══ Records shown

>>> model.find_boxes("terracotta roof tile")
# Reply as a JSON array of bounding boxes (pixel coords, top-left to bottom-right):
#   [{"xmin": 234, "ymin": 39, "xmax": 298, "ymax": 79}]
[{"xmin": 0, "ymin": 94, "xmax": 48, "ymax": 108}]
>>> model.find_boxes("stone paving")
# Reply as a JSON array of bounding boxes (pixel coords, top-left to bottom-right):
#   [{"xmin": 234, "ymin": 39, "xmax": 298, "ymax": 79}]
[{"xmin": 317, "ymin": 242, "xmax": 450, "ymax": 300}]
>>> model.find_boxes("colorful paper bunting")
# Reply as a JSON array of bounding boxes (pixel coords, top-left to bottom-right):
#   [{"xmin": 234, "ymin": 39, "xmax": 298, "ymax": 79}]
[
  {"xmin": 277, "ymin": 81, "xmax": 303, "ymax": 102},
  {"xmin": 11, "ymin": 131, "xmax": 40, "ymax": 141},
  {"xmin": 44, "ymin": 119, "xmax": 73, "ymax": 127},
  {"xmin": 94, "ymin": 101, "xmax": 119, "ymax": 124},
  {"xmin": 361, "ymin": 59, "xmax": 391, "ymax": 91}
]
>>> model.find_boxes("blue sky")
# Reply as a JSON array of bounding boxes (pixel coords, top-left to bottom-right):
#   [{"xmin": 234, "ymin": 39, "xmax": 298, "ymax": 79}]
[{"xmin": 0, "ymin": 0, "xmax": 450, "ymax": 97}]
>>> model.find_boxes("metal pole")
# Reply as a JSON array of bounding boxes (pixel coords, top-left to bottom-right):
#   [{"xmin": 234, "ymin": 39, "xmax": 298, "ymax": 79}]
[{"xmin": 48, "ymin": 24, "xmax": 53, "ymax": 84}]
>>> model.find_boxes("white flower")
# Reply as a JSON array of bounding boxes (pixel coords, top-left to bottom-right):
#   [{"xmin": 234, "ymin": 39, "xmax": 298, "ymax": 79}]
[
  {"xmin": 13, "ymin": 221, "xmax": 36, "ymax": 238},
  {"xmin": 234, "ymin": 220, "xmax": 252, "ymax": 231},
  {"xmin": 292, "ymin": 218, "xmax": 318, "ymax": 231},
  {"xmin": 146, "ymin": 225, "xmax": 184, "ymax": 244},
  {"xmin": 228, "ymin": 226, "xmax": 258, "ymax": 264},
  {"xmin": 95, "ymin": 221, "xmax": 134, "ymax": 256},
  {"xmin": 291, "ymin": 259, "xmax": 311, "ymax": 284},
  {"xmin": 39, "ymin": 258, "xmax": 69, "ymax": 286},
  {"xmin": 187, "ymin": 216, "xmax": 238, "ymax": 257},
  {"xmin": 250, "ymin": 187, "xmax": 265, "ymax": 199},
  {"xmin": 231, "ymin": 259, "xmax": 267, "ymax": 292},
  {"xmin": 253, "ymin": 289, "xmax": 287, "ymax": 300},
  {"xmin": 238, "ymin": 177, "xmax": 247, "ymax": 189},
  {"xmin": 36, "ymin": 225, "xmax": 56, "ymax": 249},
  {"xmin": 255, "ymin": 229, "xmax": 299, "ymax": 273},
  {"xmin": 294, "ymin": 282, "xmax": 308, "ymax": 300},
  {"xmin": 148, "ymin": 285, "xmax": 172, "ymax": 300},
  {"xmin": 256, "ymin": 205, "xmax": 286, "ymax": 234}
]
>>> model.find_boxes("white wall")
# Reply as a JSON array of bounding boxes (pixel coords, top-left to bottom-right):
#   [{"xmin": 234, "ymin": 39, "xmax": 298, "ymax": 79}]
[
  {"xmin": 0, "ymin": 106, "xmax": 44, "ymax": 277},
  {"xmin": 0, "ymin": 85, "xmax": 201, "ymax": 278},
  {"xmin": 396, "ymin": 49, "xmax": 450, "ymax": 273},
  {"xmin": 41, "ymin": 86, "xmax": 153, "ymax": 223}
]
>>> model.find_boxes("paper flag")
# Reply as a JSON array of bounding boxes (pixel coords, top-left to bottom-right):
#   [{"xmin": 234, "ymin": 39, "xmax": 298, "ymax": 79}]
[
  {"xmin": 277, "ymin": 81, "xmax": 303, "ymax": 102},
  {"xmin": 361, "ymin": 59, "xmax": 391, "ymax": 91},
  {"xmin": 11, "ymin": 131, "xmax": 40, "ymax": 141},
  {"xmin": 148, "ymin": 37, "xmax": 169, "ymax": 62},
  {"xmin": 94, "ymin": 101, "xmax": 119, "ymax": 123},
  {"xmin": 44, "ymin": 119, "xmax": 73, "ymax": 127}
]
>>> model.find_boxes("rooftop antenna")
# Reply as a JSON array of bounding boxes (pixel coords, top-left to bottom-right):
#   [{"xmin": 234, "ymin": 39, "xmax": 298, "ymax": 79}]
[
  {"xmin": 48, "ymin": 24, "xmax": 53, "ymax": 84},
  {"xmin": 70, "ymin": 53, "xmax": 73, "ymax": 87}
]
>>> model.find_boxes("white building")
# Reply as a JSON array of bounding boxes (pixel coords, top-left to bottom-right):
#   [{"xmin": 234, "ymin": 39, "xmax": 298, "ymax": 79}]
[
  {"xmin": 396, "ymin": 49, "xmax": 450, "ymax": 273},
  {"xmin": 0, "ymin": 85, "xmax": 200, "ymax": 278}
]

════

## [What the task requires]
Repeat every line of the data, exactly and in full.

## [Response]
>>> model.find_boxes("terracotta roof tile")
# Reply as a JSON array of bounding boxes (pixel coords, top-left to bottom-right):
#   [{"xmin": 234, "ymin": 39, "xmax": 298, "ymax": 79}]
[{"xmin": 0, "ymin": 94, "xmax": 48, "ymax": 108}]
>>> model.find_boxes("stone paving")
# Reply as a JSON array of bounding boxes (pixel coords, top-left to bottom-right):
#   [{"xmin": 234, "ymin": 39, "xmax": 298, "ymax": 79}]
[{"xmin": 317, "ymin": 242, "xmax": 450, "ymax": 300}]
>>> model.find_boxes("colorful paper bunting")
# Reply as a JSON array of bounding boxes (pixel coords, top-left to bottom-right):
#   [{"xmin": 234, "ymin": 39, "xmax": 298, "ymax": 79}]
[
  {"xmin": 277, "ymin": 81, "xmax": 303, "ymax": 102},
  {"xmin": 11, "ymin": 131, "xmax": 40, "ymax": 141},
  {"xmin": 44, "ymin": 119, "xmax": 73, "ymax": 127},
  {"xmin": 94, "ymin": 101, "xmax": 119, "ymax": 124},
  {"xmin": 361, "ymin": 59, "xmax": 391, "ymax": 91}
]
>>> model.find_boxes("blue sky")
# Reply as a JSON array of bounding boxes (pixel coords, top-left to bottom-right):
#   [{"xmin": 234, "ymin": 39, "xmax": 298, "ymax": 79}]
[{"xmin": 0, "ymin": 0, "xmax": 450, "ymax": 97}]
>>> model.find_boxes("metal pole")
# Reply as a JSON array of bounding boxes (pixel coords, top-left to bottom-right):
#   [{"xmin": 234, "ymin": 39, "xmax": 298, "ymax": 79}]
[{"xmin": 48, "ymin": 24, "xmax": 53, "ymax": 84}]
>>> model.find_boxes("white flower")
# Reply as a JSON array of bounding boxes (pixel coords, top-left to bottom-right):
#   [{"xmin": 234, "ymin": 39, "xmax": 298, "ymax": 79}]
[
  {"xmin": 13, "ymin": 221, "xmax": 36, "ymax": 238},
  {"xmin": 234, "ymin": 220, "xmax": 252, "ymax": 231},
  {"xmin": 292, "ymin": 218, "xmax": 318, "ymax": 231},
  {"xmin": 146, "ymin": 225, "xmax": 184, "ymax": 244},
  {"xmin": 228, "ymin": 226, "xmax": 258, "ymax": 264},
  {"xmin": 95, "ymin": 221, "xmax": 134, "ymax": 256},
  {"xmin": 291, "ymin": 259, "xmax": 311, "ymax": 284},
  {"xmin": 39, "ymin": 258, "xmax": 69, "ymax": 286},
  {"xmin": 187, "ymin": 216, "xmax": 238, "ymax": 257},
  {"xmin": 250, "ymin": 187, "xmax": 265, "ymax": 199},
  {"xmin": 231, "ymin": 259, "xmax": 267, "ymax": 292},
  {"xmin": 253, "ymin": 289, "xmax": 287, "ymax": 300},
  {"xmin": 238, "ymin": 177, "xmax": 247, "ymax": 189},
  {"xmin": 36, "ymin": 225, "xmax": 56, "ymax": 249},
  {"xmin": 255, "ymin": 229, "xmax": 299, "ymax": 273},
  {"xmin": 294, "ymin": 282, "xmax": 308, "ymax": 300},
  {"xmin": 148, "ymin": 285, "xmax": 172, "ymax": 300},
  {"xmin": 256, "ymin": 205, "xmax": 286, "ymax": 234}
]
>>> model.find_boxes("white wall")
# Reply as a JSON array of bounding boxes (pixel coords, top-left to bottom-right):
#   [{"xmin": 234, "ymin": 39, "xmax": 298, "ymax": 79}]
[
  {"xmin": 0, "ymin": 106, "xmax": 44, "ymax": 277},
  {"xmin": 0, "ymin": 85, "xmax": 201, "ymax": 278},
  {"xmin": 396, "ymin": 49, "xmax": 450, "ymax": 273},
  {"xmin": 41, "ymin": 86, "xmax": 153, "ymax": 223}
]
>>> model.find_boxes("paper flag")
# Reply as a JSON array of bounding boxes (pixel coords, top-left to bottom-right):
#   [{"xmin": 234, "ymin": 39, "xmax": 298, "ymax": 79}]
[
  {"xmin": 277, "ymin": 81, "xmax": 303, "ymax": 102},
  {"xmin": 361, "ymin": 59, "xmax": 391, "ymax": 91},
  {"xmin": 11, "ymin": 131, "xmax": 40, "ymax": 141},
  {"xmin": 148, "ymin": 37, "xmax": 169, "ymax": 62},
  {"xmin": 94, "ymin": 101, "xmax": 119, "ymax": 123},
  {"xmin": 44, "ymin": 119, "xmax": 73, "ymax": 127}
]
>>> model.find_boxes("rooftop antenna")
# Reply as a JSON array of bounding boxes (pixel coords, top-left to bottom-right):
#   [{"xmin": 234, "ymin": 39, "xmax": 298, "ymax": 79}]
[
  {"xmin": 48, "ymin": 24, "xmax": 53, "ymax": 84},
  {"xmin": 70, "ymin": 53, "xmax": 73, "ymax": 87}
]
>>> model.find_boxes("white building")
# Reply as a JSON array of bounding boxes (pixel coords, top-left to bottom-right):
#   [{"xmin": 234, "ymin": 39, "xmax": 298, "ymax": 79}]
[
  {"xmin": 396, "ymin": 49, "xmax": 450, "ymax": 273},
  {"xmin": 0, "ymin": 85, "xmax": 200, "ymax": 278}
]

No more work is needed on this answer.